- Task goal -
Pick out each line of the data that contains the string "light". The match is case-sensitive.

- Data entries -
+---+

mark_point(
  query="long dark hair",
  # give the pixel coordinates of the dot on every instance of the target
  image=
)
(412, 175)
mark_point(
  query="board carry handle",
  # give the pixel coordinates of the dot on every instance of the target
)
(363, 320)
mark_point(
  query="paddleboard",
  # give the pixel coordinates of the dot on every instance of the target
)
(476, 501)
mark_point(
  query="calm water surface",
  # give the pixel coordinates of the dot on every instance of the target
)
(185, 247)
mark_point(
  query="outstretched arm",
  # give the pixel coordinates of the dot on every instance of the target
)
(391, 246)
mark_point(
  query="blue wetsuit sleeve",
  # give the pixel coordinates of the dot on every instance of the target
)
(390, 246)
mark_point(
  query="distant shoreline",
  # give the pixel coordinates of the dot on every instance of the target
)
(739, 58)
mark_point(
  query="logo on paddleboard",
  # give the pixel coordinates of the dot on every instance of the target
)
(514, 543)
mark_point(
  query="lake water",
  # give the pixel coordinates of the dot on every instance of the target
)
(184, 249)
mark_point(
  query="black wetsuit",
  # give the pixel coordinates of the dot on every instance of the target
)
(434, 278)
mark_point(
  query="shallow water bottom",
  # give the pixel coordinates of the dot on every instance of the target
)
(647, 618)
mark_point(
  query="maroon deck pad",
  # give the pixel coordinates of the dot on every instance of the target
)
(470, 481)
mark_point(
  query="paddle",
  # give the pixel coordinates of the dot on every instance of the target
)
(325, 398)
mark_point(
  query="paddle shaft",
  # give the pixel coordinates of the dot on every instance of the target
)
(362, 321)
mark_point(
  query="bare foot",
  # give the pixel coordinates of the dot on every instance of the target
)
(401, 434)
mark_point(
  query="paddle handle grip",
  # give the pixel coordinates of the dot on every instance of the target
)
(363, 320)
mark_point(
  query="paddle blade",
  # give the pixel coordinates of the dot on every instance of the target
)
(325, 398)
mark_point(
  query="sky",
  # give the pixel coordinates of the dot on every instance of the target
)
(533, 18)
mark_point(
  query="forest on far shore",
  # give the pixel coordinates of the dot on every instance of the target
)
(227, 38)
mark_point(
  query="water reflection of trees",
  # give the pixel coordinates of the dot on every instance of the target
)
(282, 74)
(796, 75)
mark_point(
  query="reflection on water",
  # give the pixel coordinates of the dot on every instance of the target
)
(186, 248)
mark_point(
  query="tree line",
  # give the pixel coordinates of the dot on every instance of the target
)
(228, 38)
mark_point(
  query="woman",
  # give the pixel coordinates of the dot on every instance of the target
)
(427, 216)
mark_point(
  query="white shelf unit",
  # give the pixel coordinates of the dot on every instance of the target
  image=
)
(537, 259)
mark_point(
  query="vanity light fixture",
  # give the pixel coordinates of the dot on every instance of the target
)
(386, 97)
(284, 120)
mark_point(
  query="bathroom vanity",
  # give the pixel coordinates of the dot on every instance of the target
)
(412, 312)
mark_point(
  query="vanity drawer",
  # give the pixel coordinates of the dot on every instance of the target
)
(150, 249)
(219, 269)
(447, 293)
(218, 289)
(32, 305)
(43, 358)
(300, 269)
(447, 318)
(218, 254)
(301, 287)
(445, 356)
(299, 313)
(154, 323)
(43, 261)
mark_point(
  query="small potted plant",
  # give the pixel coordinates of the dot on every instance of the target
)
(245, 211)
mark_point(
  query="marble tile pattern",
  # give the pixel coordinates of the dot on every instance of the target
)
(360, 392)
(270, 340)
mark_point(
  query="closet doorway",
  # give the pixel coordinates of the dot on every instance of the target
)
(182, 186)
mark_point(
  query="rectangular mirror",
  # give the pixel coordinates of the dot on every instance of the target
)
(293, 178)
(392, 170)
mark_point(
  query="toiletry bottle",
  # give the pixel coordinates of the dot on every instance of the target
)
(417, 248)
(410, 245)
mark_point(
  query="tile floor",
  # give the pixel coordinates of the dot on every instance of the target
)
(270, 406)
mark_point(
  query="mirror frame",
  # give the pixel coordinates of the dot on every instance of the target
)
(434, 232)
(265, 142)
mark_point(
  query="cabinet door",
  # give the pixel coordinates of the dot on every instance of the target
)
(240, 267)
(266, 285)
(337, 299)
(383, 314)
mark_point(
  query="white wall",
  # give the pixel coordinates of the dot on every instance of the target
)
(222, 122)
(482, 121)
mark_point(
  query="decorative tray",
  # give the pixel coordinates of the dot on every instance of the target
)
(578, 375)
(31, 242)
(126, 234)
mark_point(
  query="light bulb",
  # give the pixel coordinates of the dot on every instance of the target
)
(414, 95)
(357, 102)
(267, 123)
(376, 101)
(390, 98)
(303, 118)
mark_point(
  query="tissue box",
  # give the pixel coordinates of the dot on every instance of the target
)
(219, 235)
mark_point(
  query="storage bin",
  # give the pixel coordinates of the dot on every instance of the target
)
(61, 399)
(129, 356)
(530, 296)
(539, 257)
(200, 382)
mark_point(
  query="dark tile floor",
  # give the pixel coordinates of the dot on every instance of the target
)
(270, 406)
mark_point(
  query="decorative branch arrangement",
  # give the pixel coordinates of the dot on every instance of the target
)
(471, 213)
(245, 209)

+---+

- Reply -
  query="vanity light fixture",
  query="light bulb",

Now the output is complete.